*** Given information ***
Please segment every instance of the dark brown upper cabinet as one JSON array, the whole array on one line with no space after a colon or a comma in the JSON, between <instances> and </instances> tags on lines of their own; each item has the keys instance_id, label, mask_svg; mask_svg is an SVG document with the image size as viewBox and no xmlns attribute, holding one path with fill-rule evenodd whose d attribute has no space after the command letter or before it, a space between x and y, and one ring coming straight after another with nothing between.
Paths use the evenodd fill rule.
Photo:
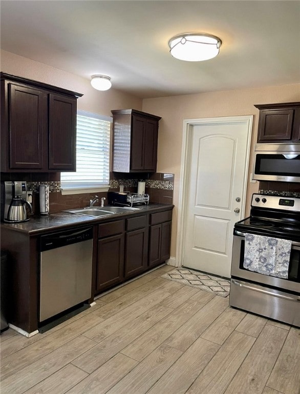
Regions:
<instances>
[{"instance_id":1,"label":"dark brown upper cabinet","mask_svg":"<svg viewBox=\"0 0 300 394\"><path fill-rule=\"evenodd\" d=\"M258 142L299 142L300 103L254 105L260 110Z\"/></svg>"},{"instance_id":2,"label":"dark brown upper cabinet","mask_svg":"<svg viewBox=\"0 0 300 394\"><path fill-rule=\"evenodd\" d=\"M112 111L113 171L155 172L160 116L135 109Z\"/></svg>"},{"instance_id":3,"label":"dark brown upper cabinet","mask_svg":"<svg viewBox=\"0 0 300 394\"><path fill-rule=\"evenodd\" d=\"M82 95L2 72L1 83L1 171L75 171Z\"/></svg>"}]
</instances>

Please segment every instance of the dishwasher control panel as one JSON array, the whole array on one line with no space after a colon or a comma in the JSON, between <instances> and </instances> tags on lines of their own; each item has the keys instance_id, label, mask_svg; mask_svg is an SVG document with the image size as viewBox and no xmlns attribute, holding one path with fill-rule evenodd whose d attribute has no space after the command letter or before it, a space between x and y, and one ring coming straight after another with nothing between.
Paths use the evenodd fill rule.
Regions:
<instances>
[{"instance_id":1,"label":"dishwasher control panel","mask_svg":"<svg viewBox=\"0 0 300 394\"><path fill-rule=\"evenodd\" d=\"M40 237L40 251L50 250L93 239L93 227L73 228L47 234Z\"/></svg>"}]
</instances>

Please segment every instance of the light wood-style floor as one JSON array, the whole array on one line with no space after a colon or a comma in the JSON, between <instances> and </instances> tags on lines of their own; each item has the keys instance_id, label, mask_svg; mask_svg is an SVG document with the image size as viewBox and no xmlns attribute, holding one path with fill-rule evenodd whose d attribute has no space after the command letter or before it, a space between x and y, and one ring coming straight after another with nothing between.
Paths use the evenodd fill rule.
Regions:
<instances>
[{"instance_id":1,"label":"light wood-style floor","mask_svg":"<svg viewBox=\"0 0 300 394\"><path fill-rule=\"evenodd\" d=\"M164 266L27 338L1 335L1 394L298 394L300 330L163 279Z\"/></svg>"}]
</instances>

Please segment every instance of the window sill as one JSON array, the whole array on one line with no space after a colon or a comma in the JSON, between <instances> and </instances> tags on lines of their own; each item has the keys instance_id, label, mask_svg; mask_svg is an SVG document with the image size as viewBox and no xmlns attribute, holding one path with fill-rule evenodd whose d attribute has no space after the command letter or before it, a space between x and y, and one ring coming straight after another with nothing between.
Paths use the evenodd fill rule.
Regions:
<instances>
[{"instance_id":1,"label":"window sill","mask_svg":"<svg viewBox=\"0 0 300 394\"><path fill-rule=\"evenodd\" d=\"M110 185L103 186L82 186L70 187L62 186L60 187L60 191L62 195L68 194L82 194L84 193L99 193L109 191Z\"/></svg>"}]
</instances>

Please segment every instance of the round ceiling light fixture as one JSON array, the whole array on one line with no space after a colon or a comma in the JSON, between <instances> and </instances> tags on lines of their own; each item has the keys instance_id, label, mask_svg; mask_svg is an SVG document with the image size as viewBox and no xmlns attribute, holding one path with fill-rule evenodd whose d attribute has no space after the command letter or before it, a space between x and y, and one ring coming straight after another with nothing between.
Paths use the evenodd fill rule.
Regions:
<instances>
[{"instance_id":1,"label":"round ceiling light fixture","mask_svg":"<svg viewBox=\"0 0 300 394\"><path fill-rule=\"evenodd\" d=\"M97 90L108 90L112 87L111 77L107 75L92 75L91 85Z\"/></svg>"},{"instance_id":2,"label":"round ceiling light fixture","mask_svg":"<svg viewBox=\"0 0 300 394\"><path fill-rule=\"evenodd\" d=\"M216 56L222 41L205 33L183 33L172 37L168 44L174 57L187 62L201 62Z\"/></svg>"}]
</instances>

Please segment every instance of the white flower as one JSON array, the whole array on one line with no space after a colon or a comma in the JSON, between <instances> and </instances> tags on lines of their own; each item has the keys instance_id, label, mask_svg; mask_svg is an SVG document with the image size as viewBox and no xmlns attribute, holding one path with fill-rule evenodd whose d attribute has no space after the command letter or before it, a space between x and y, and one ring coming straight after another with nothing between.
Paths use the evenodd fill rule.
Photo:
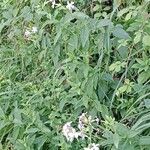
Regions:
<instances>
[{"instance_id":1,"label":"white flower","mask_svg":"<svg viewBox=\"0 0 150 150\"><path fill-rule=\"evenodd\" d=\"M28 38L30 35L31 35L31 32L29 30L26 30L24 33L24 36Z\"/></svg>"},{"instance_id":2,"label":"white flower","mask_svg":"<svg viewBox=\"0 0 150 150\"><path fill-rule=\"evenodd\" d=\"M78 138L76 130L71 126L71 122L67 122L62 129L63 135L67 141L72 142L74 138Z\"/></svg>"},{"instance_id":3,"label":"white flower","mask_svg":"<svg viewBox=\"0 0 150 150\"><path fill-rule=\"evenodd\" d=\"M33 33L36 33L36 32L38 32L38 29L37 29L37 27L32 27L32 32L33 32Z\"/></svg>"},{"instance_id":4,"label":"white flower","mask_svg":"<svg viewBox=\"0 0 150 150\"><path fill-rule=\"evenodd\" d=\"M84 148L84 150L91 150L90 148Z\"/></svg>"},{"instance_id":5,"label":"white flower","mask_svg":"<svg viewBox=\"0 0 150 150\"><path fill-rule=\"evenodd\" d=\"M74 10L75 9L74 2L67 1L66 8L69 9L69 10Z\"/></svg>"},{"instance_id":6,"label":"white flower","mask_svg":"<svg viewBox=\"0 0 150 150\"><path fill-rule=\"evenodd\" d=\"M96 121L97 124L99 124L99 119L98 118L96 118L95 121Z\"/></svg>"},{"instance_id":7,"label":"white flower","mask_svg":"<svg viewBox=\"0 0 150 150\"><path fill-rule=\"evenodd\" d=\"M67 141L72 142L74 139L81 137L84 139L86 135L83 132L76 132L76 130L71 126L71 122L67 122L62 129L63 135L66 137Z\"/></svg>"},{"instance_id":8,"label":"white flower","mask_svg":"<svg viewBox=\"0 0 150 150\"><path fill-rule=\"evenodd\" d=\"M56 1L55 0L49 0L49 1L52 3L52 8L54 8L56 5Z\"/></svg>"}]
</instances>

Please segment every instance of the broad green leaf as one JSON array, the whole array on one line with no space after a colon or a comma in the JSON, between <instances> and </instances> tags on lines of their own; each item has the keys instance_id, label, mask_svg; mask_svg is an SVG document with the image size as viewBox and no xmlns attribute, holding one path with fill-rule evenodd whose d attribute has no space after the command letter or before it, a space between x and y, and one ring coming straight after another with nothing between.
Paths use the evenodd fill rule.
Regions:
<instances>
[{"instance_id":1,"label":"broad green leaf","mask_svg":"<svg viewBox=\"0 0 150 150\"><path fill-rule=\"evenodd\" d=\"M142 137L140 137L139 145L150 145L150 136L142 136Z\"/></svg>"},{"instance_id":2,"label":"broad green leaf","mask_svg":"<svg viewBox=\"0 0 150 150\"><path fill-rule=\"evenodd\" d=\"M145 36L143 37L143 44L144 44L145 46L150 46L150 35L145 35Z\"/></svg>"}]
</instances>

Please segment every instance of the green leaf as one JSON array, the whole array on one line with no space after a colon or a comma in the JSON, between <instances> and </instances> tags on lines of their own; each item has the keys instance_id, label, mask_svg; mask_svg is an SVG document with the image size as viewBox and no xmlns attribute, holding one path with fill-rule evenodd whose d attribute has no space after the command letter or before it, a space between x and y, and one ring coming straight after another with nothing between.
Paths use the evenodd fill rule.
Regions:
<instances>
[{"instance_id":1,"label":"green leaf","mask_svg":"<svg viewBox=\"0 0 150 150\"><path fill-rule=\"evenodd\" d=\"M129 39L129 34L120 26L116 26L113 31L113 35L120 39Z\"/></svg>"},{"instance_id":2,"label":"green leaf","mask_svg":"<svg viewBox=\"0 0 150 150\"><path fill-rule=\"evenodd\" d=\"M142 136L142 137L140 137L139 145L150 145L150 136Z\"/></svg>"},{"instance_id":3,"label":"green leaf","mask_svg":"<svg viewBox=\"0 0 150 150\"><path fill-rule=\"evenodd\" d=\"M112 25L112 22L109 19L102 19L98 21L97 28L102 28L110 25Z\"/></svg>"},{"instance_id":4,"label":"green leaf","mask_svg":"<svg viewBox=\"0 0 150 150\"><path fill-rule=\"evenodd\" d=\"M80 34L82 47L85 47L85 44L89 39L89 34L90 34L89 28L87 26L84 26L84 28L81 29Z\"/></svg>"},{"instance_id":5,"label":"green leaf","mask_svg":"<svg viewBox=\"0 0 150 150\"><path fill-rule=\"evenodd\" d=\"M118 149L119 141L120 141L119 135L118 135L118 134L114 134L114 135L113 135L113 142L114 142L114 145L115 145L115 147L116 147L117 149Z\"/></svg>"},{"instance_id":6,"label":"green leaf","mask_svg":"<svg viewBox=\"0 0 150 150\"><path fill-rule=\"evenodd\" d=\"M149 35L145 35L145 36L143 37L143 44L144 44L145 46L150 46L150 36L149 36Z\"/></svg>"},{"instance_id":7,"label":"green leaf","mask_svg":"<svg viewBox=\"0 0 150 150\"><path fill-rule=\"evenodd\" d=\"M144 83L148 79L150 79L150 72L149 72L149 70L139 74L139 76L138 76L138 83Z\"/></svg>"},{"instance_id":8,"label":"green leaf","mask_svg":"<svg viewBox=\"0 0 150 150\"><path fill-rule=\"evenodd\" d=\"M146 108L150 108L150 99L145 99L144 104Z\"/></svg>"}]
</instances>

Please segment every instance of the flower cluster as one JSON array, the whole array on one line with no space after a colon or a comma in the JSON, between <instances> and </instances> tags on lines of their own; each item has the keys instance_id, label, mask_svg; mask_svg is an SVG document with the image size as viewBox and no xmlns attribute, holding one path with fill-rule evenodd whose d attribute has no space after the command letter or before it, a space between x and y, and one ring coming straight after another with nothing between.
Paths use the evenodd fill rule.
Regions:
<instances>
[{"instance_id":1,"label":"flower cluster","mask_svg":"<svg viewBox=\"0 0 150 150\"><path fill-rule=\"evenodd\" d=\"M96 117L95 119L92 119L92 116L86 116L87 113L82 113L81 116L79 116L79 122L78 122L78 128L80 130L83 130L85 126L88 124L91 124L92 122L99 123L99 119Z\"/></svg>"},{"instance_id":2,"label":"flower cluster","mask_svg":"<svg viewBox=\"0 0 150 150\"><path fill-rule=\"evenodd\" d=\"M87 148L84 148L84 150L99 150L99 144L92 143Z\"/></svg>"},{"instance_id":3,"label":"flower cluster","mask_svg":"<svg viewBox=\"0 0 150 150\"><path fill-rule=\"evenodd\" d=\"M83 136L81 132L76 132L76 130L71 126L71 122L67 122L63 126L62 132L63 135L66 137L67 141L70 142Z\"/></svg>"},{"instance_id":4,"label":"flower cluster","mask_svg":"<svg viewBox=\"0 0 150 150\"><path fill-rule=\"evenodd\" d=\"M49 0L49 2L52 4L52 8L55 8L55 6L60 6L60 4L57 4L55 0ZM67 1L66 8L70 11L75 10L74 2Z\"/></svg>"},{"instance_id":5,"label":"flower cluster","mask_svg":"<svg viewBox=\"0 0 150 150\"><path fill-rule=\"evenodd\" d=\"M87 116L87 113L82 113L79 116L78 121L79 131L76 131L75 128L71 126L72 122L67 122L62 128L62 133L69 142L73 142L74 139L78 139L79 137L85 139L85 137L88 137L86 129L89 125L92 126L93 122L96 122L98 124L99 119L97 117L96 119L92 119L91 116ZM84 150L99 150L99 145L93 143L90 144L87 148L84 148Z\"/></svg>"},{"instance_id":6,"label":"flower cluster","mask_svg":"<svg viewBox=\"0 0 150 150\"><path fill-rule=\"evenodd\" d=\"M24 32L24 36L25 36L25 38L29 38L32 34L35 34L36 32L38 32L37 27L32 27L32 29L30 29L30 30L27 29Z\"/></svg>"}]
</instances>

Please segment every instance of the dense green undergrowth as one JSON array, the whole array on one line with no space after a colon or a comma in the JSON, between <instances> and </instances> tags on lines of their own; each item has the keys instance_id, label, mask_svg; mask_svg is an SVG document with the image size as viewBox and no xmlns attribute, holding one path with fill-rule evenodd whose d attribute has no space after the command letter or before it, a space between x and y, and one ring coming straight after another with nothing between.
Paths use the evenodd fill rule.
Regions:
<instances>
[{"instance_id":1,"label":"dense green undergrowth","mask_svg":"<svg viewBox=\"0 0 150 150\"><path fill-rule=\"evenodd\" d=\"M0 1L0 150L150 150L150 1L74 2Z\"/></svg>"}]
</instances>

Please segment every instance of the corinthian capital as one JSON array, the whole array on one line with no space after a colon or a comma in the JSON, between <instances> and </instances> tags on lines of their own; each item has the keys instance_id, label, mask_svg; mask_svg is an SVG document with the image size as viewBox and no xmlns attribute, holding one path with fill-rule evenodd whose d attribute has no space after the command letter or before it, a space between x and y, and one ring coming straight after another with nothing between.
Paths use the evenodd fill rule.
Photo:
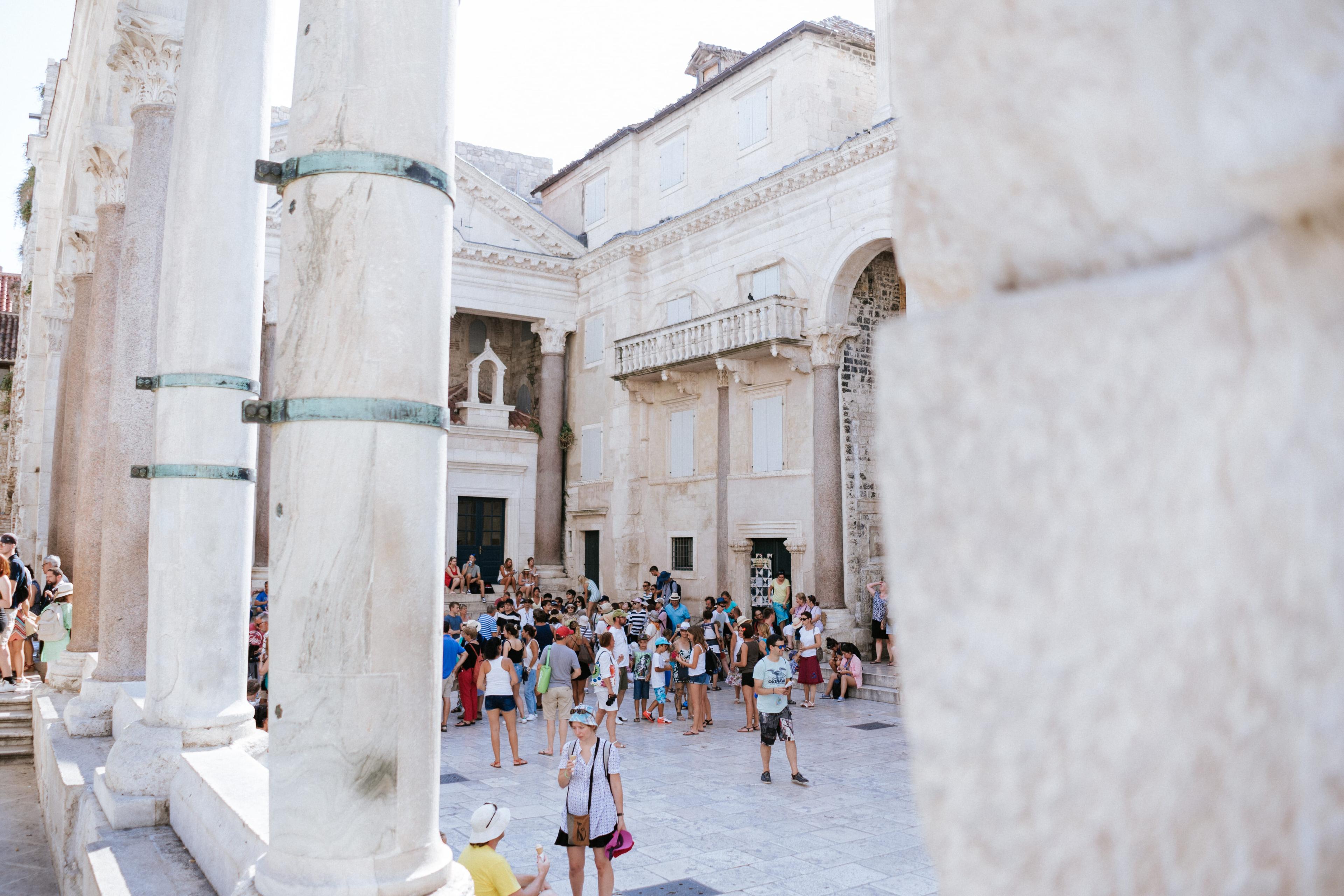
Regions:
<instances>
[{"instance_id":1,"label":"corinthian capital","mask_svg":"<svg viewBox=\"0 0 1344 896\"><path fill-rule=\"evenodd\" d=\"M857 326L817 324L802 334L812 340L812 365L837 367L844 357L844 344L859 334Z\"/></svg>"},{"instance_id":2,"label":"corinthian capital","mask_svg":"<svg viewBox=\"0 0 1344 896\"><path fill-rule=\"evenodd\" d=\"M126 150L94 144L89 146L85 171L97 179L94 196L99 206L126 201Z\"/></svg>"},{"instance_id":3,"label":"corinthian capital","mask_svg":"<svg viewBox=\"0 0 1344 896\"><path fill-rule=\"evenodd\" d=\"M121 89L132 94L132 109L177 102L181 31L181 21L176 19L141 12L124 3L117 7L117 43L108 64L125 74Z\"/></svg>"},{"instance_id":4,"label":"corinthian capital","mask_svg":"<svg viewBox=\"0 0 1344 896\"><path fill-rule=\"evenodd\" d=\"M563 355L564 337L577 328L574 321L532 321L532 332L542 337L542 355Z\"/></svg>"}]
</instances>

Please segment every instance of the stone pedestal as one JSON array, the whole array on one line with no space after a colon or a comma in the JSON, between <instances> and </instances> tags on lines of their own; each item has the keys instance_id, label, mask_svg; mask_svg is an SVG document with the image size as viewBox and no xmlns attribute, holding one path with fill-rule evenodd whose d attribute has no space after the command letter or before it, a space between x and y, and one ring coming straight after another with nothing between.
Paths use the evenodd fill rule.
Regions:
<instances>
[{"instance_id":1,"label":"stone pedestal","mask_svg":"<svg viewBox=\"0 0 1344 896\"><path fill-rule=\"evenodd\" d=\"M456 11L305 0L289 152L395 153L452 183ZM403 177L333 172L286 185L282 207L277 399L445 408L452 200ZM255 887L465 893L470 879L438 834L448 434L351 416L271 427L281 599L270 617L270 848ZM371 549L403 587L349 575L348 559ZM394 630L392 617L413 625Z\"/></svg>"}]
</instances>

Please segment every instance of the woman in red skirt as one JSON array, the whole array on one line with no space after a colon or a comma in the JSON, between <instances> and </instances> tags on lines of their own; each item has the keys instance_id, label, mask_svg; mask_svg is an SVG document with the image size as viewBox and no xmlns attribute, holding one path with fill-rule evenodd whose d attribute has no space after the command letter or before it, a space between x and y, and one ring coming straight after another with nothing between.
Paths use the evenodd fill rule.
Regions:
<instances>
[{"instance_id":1,"label":"woman in red skirt","mask_svg":"<svg viewBox=\"0 0 1344 896\"><path fill-rule=\"evenodd\" d=\"M821 660L817 658L817 647L821 645L821 631L813 625L812 614L806 610L801 614L802 627L798 629L798 684L802 685L802 703L806 709L817 705L817 685L821 684Z\"/></svg>"},{"instance_id":2,"label":"woman in red skirt","mask_svg":"<svg viewBox=\"0 0 1344 896\"><path fill-rule=\"evenodd\" d=\"M476 695L476 661L481 657L478 634L480 626L474 619L462 623L462 649L466 652L466 658L457 668L457 697L462 703L462 717L457 720L457 728L474 725L481 717L481 701Z\"/></svg>"}]
</instances>

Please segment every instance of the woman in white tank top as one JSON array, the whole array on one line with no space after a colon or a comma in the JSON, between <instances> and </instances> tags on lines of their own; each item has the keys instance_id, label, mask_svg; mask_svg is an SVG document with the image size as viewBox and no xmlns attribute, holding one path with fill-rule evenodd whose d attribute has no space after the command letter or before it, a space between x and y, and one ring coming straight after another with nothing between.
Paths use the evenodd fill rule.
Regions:
<instances>
[{"instance_id":1,"label":"woman in white tank top","mask_svg":"<svg viewBox=\"0 0 1344 896\"><path fill-rule=\"evenodd\" d=\"M508 746L513 751L513 764L526 766L517 755L517 701L513 686L517 670L508 657L500 656L500 639L489 638L481 645L481 661L476 664L476 688L485 695L485 715L491 721L491 748L495 750L492 767L500 767L500 716L508 728Z\"/></svg>"}]
</instances>

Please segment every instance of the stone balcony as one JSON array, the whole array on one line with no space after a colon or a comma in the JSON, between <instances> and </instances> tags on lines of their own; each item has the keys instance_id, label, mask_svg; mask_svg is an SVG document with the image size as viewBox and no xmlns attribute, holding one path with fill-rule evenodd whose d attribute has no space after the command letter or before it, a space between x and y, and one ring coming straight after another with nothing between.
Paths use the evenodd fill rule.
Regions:
<instances>
[{"instance_id":1,"label":"stone balcony","mask_svg":"<svg viewBox=\"0 0 1344 896\"><path fill-rule=\"evenodd\" d=\"M780 347L805 345L808 304L770 296L648 333L616 341L616 373L624 380L669 368L712 369L715 360L778 355Z\"/></svg>"}]
</instances>

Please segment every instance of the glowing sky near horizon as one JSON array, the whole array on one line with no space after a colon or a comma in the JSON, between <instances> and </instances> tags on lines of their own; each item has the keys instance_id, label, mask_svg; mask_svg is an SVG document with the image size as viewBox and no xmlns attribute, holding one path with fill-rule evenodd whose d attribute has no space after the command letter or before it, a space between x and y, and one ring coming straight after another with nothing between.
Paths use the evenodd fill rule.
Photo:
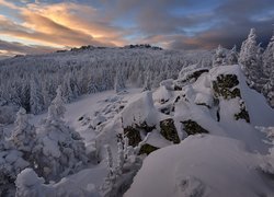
***
:: Requirements ::
Count the lines in the region labeling items above that contain the string "broad", matching case exactly. Reply with the number alone.

:: Exercise response ::
2